Problem statement = Extract every line of the material below and copy each one verbatim, in its original order.

Data for the task =
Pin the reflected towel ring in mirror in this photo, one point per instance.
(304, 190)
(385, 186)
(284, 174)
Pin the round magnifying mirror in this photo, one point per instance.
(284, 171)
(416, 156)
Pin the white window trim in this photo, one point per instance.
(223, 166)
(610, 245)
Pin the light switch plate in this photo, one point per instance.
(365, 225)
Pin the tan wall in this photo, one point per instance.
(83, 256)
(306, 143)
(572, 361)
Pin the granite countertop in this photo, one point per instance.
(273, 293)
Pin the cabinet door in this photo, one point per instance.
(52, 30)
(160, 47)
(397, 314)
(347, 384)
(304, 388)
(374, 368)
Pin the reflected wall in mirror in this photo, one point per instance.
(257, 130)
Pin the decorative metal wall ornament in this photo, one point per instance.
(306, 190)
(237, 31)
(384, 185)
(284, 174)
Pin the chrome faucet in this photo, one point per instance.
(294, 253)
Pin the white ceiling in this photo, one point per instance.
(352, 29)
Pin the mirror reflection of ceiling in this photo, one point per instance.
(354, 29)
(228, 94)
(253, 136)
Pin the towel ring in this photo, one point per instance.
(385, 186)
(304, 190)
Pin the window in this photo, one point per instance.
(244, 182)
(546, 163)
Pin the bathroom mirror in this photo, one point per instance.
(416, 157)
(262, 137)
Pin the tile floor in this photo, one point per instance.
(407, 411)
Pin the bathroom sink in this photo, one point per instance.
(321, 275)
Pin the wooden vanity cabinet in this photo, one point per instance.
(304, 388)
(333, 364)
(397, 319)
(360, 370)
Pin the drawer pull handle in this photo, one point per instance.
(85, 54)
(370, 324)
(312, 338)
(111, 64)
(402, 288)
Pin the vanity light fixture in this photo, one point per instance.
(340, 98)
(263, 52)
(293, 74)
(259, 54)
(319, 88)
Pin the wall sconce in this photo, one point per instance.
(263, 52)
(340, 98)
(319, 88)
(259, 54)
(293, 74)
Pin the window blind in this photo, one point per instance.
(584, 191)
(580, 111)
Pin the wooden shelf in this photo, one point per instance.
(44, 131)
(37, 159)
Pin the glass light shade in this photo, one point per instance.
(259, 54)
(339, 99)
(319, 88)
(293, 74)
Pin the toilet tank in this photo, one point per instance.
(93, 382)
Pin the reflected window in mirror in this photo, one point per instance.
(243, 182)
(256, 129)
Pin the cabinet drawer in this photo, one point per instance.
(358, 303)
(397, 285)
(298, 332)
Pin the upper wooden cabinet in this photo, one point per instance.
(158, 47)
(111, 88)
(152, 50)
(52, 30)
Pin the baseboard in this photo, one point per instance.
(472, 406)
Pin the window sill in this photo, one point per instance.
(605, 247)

Written solution =
Pin the reflected towel ring in mirror in this photo, one point per instance.
(304, 190)
(385, 186)
(284, 174)
Pin the round magnifying mirror in this photo, one point per instance.
(284, 171)
(416, 156)
Pin the white window trim in this photo, one point per instance.
(223, 166)
(610, 245)
Pin the light switch plate in this photo, one point per instance.
(365, 225)
Pin the tan wall in this photo, one point per instance.
(83, 256)
(306, 143)
(572, 361)
Pin the granite countertop in this photo, one point per instance.
(273, 293)
Pin the cabinet door in this photo, one point per instance.
(52, 30)
(160, 47)
(397, 314)
(347, 384)
(304, 388)
(374, 368)
Pin the reflected wall in mirror in this photo, one point per instance.
(257, 130)
Pin the decorative metal wall ornament in this photo, one point per instance.
(306, 190)
(237, 31)
(384, 185)
(284, 174)
Pin the chrome faucet in this photo, one point per instance.
(294, 253)
Pin the white ceiling in this photo, one point per instance.
(352, 29)
Pin the mirror reflection of ceiling in this photo, one point per instance.
(354, 29)
(228, 94)
(253, 136)
Pin the towel ring in this photo, one point per instance.
(385, 186)
(304, 190)
Pin the window in this photo, one point per instance.
(244, 182)
(546, 163)
Pin the bathroom mirror in this photo, one point per instance.
(416, 157)
(262, 137)
Pin the tile floor in this photo, one point per instance.
(407, 411)
Pin the bathroom sink in this photo, one point per instance.
(321, 275)
Pin the wooden vanity cabinet in this photo, one point per instance.
(304, 388)
(333, 364)
(397, 319)
(360, 370)
Pin the drawer pull handle in this photo, one point per instance.
(85, 54)
(370, 324)
(312, 338)
(111, 64)
(402, 288)
Pin the vanity light fixture in this photo, one point per instance.
(340, 98)
(263, 52)
(293, 74)
(259, 54)
(319, 88)
Pin the wall sconce in this photo, one point per instance.
(263, 52)
(340, 98)
(319, 88)
(259, 54)
(293, 74)
Pin the window blind in this photo, one point per instance.
(584, 191)
(580, 111)
Pin the wooden shelf in this photo, one point per instance.
(44, 131)
(37, 159)
Pin the glass light shade in this photo, one point per instance.
(259, 54)
(339, 99)
(319, 88)
(293, 74)
Pin the toilet tank in this photo, one point per instance.
(93, 382)
Pin the reflected window in mirror in this photo, one point per instance.
(243, 182)
(256, 129)
Pin the cabinet drawer in this photo, one point per instance.
(358, 303)
(397, 285)
(298, 332)
Pin the upper wooden cabinet in this photo, one point per instance.
(158, 47)
(111, 88)
(152, 50)
(52, 30)
Pin the baseboard in this photo, one point per instance.
(472, 406)
Pin the window sill in this photo, one point per instance.
(605, 247)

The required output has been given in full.